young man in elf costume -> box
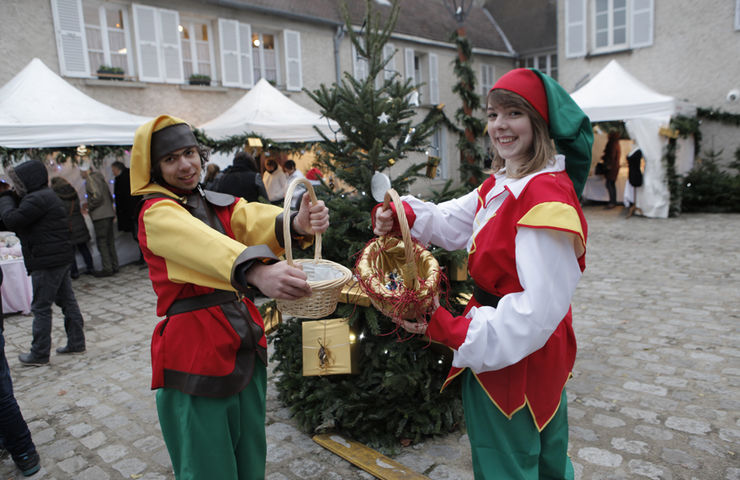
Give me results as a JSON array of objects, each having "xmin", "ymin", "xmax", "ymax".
[
  {"xmin": 374, "ymin": 69, "xmax": 593, "ymax": 479},
  {"xmin": 130, "ymin": 115, "xmax": 329, "ymax": 479}
]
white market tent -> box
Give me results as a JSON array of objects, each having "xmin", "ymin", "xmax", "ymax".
[
  {"xmin": 0, "ymin": 58, "xmax": 151, "ymax": 148},
  {"xmin": 199, "ymin": 78, "xmax": 340, "ymax": 144},
  {"xmin": 571, "ymin": 60, "xmax": 695, "ymax": 218}
]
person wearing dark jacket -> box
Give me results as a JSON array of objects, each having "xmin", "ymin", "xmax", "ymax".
[
  {"xmin": 215, "ymin": 151, "xmax": 269, "ymax": 202},
  {"xmin": 602, "ymin": 131, "xmax": 621, "ymax": 209},
  {"xmin": 51, "ymin": 176, "xmax": 94, "ymax": 278},
  {"xmin": 0, "ymin": 160, "xmax": 86, "ymax": 366},
  {"xmin": 111, "ymin": 161, "xmax": 144, "ymax": 263}
]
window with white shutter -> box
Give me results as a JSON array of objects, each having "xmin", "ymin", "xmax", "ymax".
[
  {"xmin": 180, "ymin": 19, "xmax": 214, "ymax": 79},
  {"xmin": 158, "ymin": 8, "xmax": 184, "ymax": 83},
  {"xmin": 404, "ymin": 48, "xmax": 415, "ymax": 83},
  {"xmin": 51, "ymin": 0, "xmax": 90, "ymax": 77},
  {"xmin": 565, "ymin": 0, "xmax": 587, "ymax": 58},
  {"xmin": 383, "ymin": 43, "xmax": 397, "ymax": 80},
  {"xmin": 480, "ymin": 64, "xmax": 494, "ymax": 95},
  {"xmin": 428, "ymin": 53, "xmax": 439, "ymax": 105},
  {"xmin": 132, "ymin": 4, "xmax": 183, "ymax": 83},
  {"xmin": 218, "ymin": 18, "xmax": 253, "ymax": 88},
  {"xmin": 83, "ymin": 4, "xmax": 133, "ymax": 78},
  {"xmin": 238, "ymin": 23, "xmax": 254, "ymax": 87},
  {"xmin": 352, "ymin": 43, "xmax": 369, "ymax": 81},
  {"xmin": 132, "ymin": 4, "xmax": 160, "ymax": 82},
  {"xmin": 594, "ymin": 0, "xmax": 628, "ymax": 50},
  {"xmin": 284, "ymin": 30, "xmax": 302, "ymax": 91},
  {"xmin": 630, "ymin": 0, "xmax": 653, "ymax": 48}
]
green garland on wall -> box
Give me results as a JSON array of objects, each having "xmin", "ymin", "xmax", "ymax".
[{"xmin": 0, "ymin": 145, "xmax": 128, "ymax": 168}]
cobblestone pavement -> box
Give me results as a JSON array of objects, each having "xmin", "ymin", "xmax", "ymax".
[{"xmin": 1, "ymin": 206, "xmax": 739, "ymax": 479}]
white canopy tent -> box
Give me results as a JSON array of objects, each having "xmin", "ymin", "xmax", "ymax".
[
  {"xmin": 0, "ymin": 58, "xmax": 151, "ymax": 148},
  {"xmin": 199, "ymin": 79, "xmax": 339, "ymax": 169},
  {"xmin": 571, "ymin": 60, "xmax": 694, "ymax": 218},
  {"xmin": 0, "ymin": 58, "xmax": 151, "ymax": 268}
]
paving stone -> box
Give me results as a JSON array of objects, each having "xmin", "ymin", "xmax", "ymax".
[{"xmin": 1, "ymin": 209, "xmax": 738, "ymax": 479}]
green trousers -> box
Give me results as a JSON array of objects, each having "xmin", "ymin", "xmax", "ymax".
[
  {"xmin": 156, "ymin": 362, "xmax": 267, "ymax": 480},
  {"xmin": 462, "ymin": 369, "xmax": 574, "ymax": 480}
]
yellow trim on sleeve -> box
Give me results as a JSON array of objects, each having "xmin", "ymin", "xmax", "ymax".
[
  {"xmin": 143, "ymin": 200, "xmax": 249, "ymax": 290},
  {"xmin": 518, "ymin": 202, "xmax": 586, "ymax": 257}
]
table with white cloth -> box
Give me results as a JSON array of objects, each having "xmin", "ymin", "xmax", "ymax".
[{"xmin": 1, "ymin": 258, "xmax": 32, "ymax": 315}]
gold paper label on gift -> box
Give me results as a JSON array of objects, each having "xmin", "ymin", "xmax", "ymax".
[{"xmin": 302, "ymin": 318, "xmax": 359, "ymax": 376}]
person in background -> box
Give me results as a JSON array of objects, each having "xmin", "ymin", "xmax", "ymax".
[
  {"xmin": 203, "ymin": 163, "xmax": 222, "ymax": 191},
  {"xmin": 602, "ymin": 131, "xmax": 621, "ymax": 209},
  {"xmin": 130, "ymin": 115, "xmax": 329, "ymax": 479},
  {"xmin": 624, "ymin": 145, "xmax": 644, "ymax": 218},
  {"xmin": 80, "ymin": 164, "xmax": 118, "ymax": 276},
  {"xmin": 0, "ymin": 268, "xmax": 41, "ymax": 476},
  {"xmin": 262, "ymin": 158, "xmax": 287, "ymax": 205},
  {"xmin": 51, "ymin": 177, "xmax": 94, "ymax": 279},
  {"xmin": 111, "ymin": 160, "xmax": 144, "ymax": 264},
  {"xmin": 215, "ymin": 151, "xmax": 269, "ymax": 202},
  {"xmin": 282, "ymin": 160, "xmax": 306, "ymax": 209},
  {"xmin": 0, "ymin": 160, "xmax": 86, "ymax": 366},
  {"xmin": 374, "ymin": 68, "xmax": 592, "ymax": 479}
]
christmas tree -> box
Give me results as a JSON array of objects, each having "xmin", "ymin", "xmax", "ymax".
[{"xmin": 270, "ymin": 0, "xmax": 467, "ymax": 452}]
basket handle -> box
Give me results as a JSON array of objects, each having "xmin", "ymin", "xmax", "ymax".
[
  {"xmin": 283, "ymin": 177, "xmax": 320, "ymax": 266},
  {"xmin": 383, "ymin": 188, "xmax": 418, "ymax": 285}
]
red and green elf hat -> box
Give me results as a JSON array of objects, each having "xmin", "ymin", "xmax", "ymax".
[{"xmin": 490, "ymin": 68, "xmax": 593, "ymax": 198}]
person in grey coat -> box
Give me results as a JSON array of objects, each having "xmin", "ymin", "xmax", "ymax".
[
  {"xmin": 0, "ymin": 160, "xmax": 86, "ymax": 366},
  {"xmin": 80, "ymin": 164, "xmax": 118, "ymax": 277}
]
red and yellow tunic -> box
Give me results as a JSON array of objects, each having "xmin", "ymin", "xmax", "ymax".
[{"xmin": 138, "ymin": 189, "xmax": 286, "ymax": 397}]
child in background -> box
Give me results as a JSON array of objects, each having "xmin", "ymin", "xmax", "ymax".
[{"xmin": 374, "ymin": 68, "xmax": 592, "ymax": 479}]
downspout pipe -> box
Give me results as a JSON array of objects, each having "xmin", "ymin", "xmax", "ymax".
[{"xmin": 333, "ymin": 25, "xmax": 345, "ymax": 85}]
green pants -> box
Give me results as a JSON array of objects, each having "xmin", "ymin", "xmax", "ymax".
[
  {"xmin": 156, "ymin": 362, "xmax": 267, "ymax": 480},
  {"xmin": 462, "ymin": 369, "xmax": 574, "ymax": 480}
]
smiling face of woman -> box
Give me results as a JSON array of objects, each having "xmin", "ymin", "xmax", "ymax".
[
  {"xmin": 158, "ymin": 146, "xmax": 202, "ymax": 190},
  {"xmin": 487, "ymin": 104, "xmax": 534, "ymax": 168}
]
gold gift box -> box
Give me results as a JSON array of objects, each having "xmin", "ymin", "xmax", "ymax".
[
  {"xmin": 302, "ymin": 318, "xmax": 359, "ymax": 376},
  {"xmin": 339, "ymin": 279, "xmax": 371, "ymax": 307},
  {"xmin": 448, "ymin": 257, "xmax": 468, "ymax": 281},
  {"xmin": 263, "ymin": 303, "xmax": 282, "ymax": 336}
]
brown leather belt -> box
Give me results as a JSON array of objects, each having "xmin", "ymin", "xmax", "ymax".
[{"xmin": 167, "ymin": 290, "xmax": 251, "ymax": 317}]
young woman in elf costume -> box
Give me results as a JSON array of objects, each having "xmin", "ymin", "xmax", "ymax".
[
  {"xmin": 130, "ymin": 115, "xmax": 329, "ymax": 479},
  {"xmin": 374, "ymin": 69, "xmax": 593, "ymax": 479}
]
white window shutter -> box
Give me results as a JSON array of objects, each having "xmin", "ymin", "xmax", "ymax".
[
  {"xmin": 238, "ymin": 23, "xmax": 254, "ymax": 88},
  {"xmin": 158, "ymin": 8, "xmax": 184, "ymax": 83},
  {"xmin": 383, "ymin": 43, "xmax": 396, "ymax": 80},
  {"xmin": 404, "ymin": 48, "xmax": 415, "ymax": 83},
  {"xmin": 428, "ymin": 53, "xmax": 439, "ymax": 105},
  {"xmin": 133, "ymin": 4, "xmax": 162, "ymax": 82},
  {"xmin": 564, "ymin": 0, "xmax": 587, "ymax": 58},
  {"xmin": 352, "ymin": 44, "xmax": 368, "ymax": 81},
  {"xmin": 284, "ymin": 30, "xmax": 302, "ymax": 91},
  {"xmin": 219, "ymin": 18, "xmax": 241, "ymax": 87},
  {"xmin": 50, "ymin": 0, "xmax": 90, "ymax": 77},
  {"xmin": 630, "ymin": 0, "xmax": 654, "ymax": 48}
]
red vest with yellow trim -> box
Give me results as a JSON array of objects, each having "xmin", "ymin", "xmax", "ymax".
[{"xmin": 444, "ymin": 170, "xmax": 587, "ymax": 431}]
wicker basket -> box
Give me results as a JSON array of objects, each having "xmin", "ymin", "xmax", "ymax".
[
  {"xmin": 275, "ymin": 178, "xmax": 352, "ymax": 319},
  {"xmin": 356, "ymin": 189, "xmax": 441, "ymax": 320}
]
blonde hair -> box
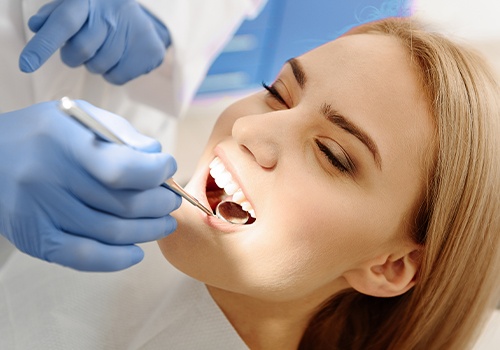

■ ■ ■ ■

| EXERCISE GOAL |
Reproduce exactly the lines of the entries above from the first through the line with "white market tent -> box", both included; pictures should not be reproduced.

| YOUR SOLUTION |
young man in elf costume -> box
Give me results as a JSON array of objects, each having "xmin", "ymin", "xmax", "ymax".
[
  {"xmin": 374, "ymin": 69, "xmax": 593, "ymax": 479},
  {"xmin": 130, "ymin": 115, "xmax": 329, "ymax": 479}
]
white market tent -> box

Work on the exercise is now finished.